Omit the pictures, then write out every entry exactly as it reads.

---------- Data lines ----------

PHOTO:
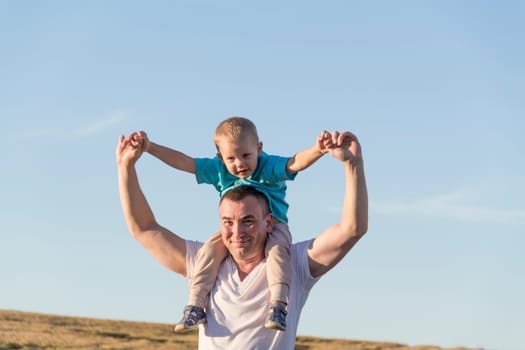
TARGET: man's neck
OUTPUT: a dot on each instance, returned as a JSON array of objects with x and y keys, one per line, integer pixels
[{"x": 244, "y": 267}]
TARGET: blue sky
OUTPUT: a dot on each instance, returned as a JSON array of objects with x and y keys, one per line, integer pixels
[{"x": 433, "y": 89}]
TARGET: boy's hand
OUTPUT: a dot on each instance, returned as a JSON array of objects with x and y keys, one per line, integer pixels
[
  {"x": 139, "y": 139},
  {"x": 324, "y": 141},
  {"x": 344, "y": 146}
]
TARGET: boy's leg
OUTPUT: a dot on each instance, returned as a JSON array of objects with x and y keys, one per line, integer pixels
[
  {"x": 207, "y": 265},
  {"x": 278, "y": 274}
]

----------

Exercise output:
PHOTO:
TARGET: man's neck
OUTPUT: a dot on each instance, returned as a JSON array of objects with x and y keys, one per line, integer pixels
[{"x": 244, "y": 267}]
TARGET: blue sky
OUTPUT: a dot on each instance, returned as a JSON array of objects with x and y keys, one per line, integer pixels
[{"x": 433, "y": 89}]
TARGET: boy's hand
OUTPUT: a dot on each instance, returned as a JSON array of objects with x and y keys, one per line, integer pixels
[
  {"x": 139, "y": 139},
  {"x": 324, "y": 141},
  {"x": 344, "y": 146}
]
TARGET: boy's leg
OUTPUT: a dot on each instance, returned as a JSON array of objects with x and y keys, one per line, integer pixels
[
  {"x": 207, "y": 265},
  {"x": 278, "y": 274}
]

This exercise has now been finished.